* **Your goal**
Rewrite the items below as a two-column CSV with the headers item_text and answer, giving one row per item. Put each item's text and its full answer in their own quoted fields, replacing any line breaks with spaces.

-------- Given entries

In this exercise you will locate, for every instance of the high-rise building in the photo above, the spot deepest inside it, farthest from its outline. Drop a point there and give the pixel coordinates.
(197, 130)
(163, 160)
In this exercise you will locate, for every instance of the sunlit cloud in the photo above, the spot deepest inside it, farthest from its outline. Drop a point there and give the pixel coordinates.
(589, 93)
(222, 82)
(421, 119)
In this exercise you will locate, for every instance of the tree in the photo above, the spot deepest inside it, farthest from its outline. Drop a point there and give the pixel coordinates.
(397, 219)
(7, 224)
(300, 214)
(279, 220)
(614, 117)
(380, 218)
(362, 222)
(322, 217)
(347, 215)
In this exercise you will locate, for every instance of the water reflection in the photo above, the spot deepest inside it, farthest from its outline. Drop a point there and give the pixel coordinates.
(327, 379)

----------------

* **Correct output**
item_text,answer
"In this exercise you will locate, for every instance of the high-rise building in the photo above, the spot deepest inside it, farthest from its outline. Drop a point there and give the pixel coordinates.","(197, 130) (163, 160)"
"In this exercise you will locate, for every instance of the sunlit cloud in the photo above, the spot deepest inside it, farthest from its outline. Drop a point there and give the pixel coordinates.","(589, 93) (222, 82) (421, 119)"
"In this exercise you will locate, for every instance of the tree in the photo above, the spot deepest inside it, farthest from its outline. Drop a point there and give the pixel coordinates.","(397, 219) (7, 224) (300, 214) (279, 220) (614, 117) (380, 218) (362, 222) (322, 217) (347, 215)"
"In this exercise you will locate, for every instance of the water reflection in the photo above, the spot deepest inside it, farthest from its outline. Drop a point there and give the pixel coordinates.","(327, 379)"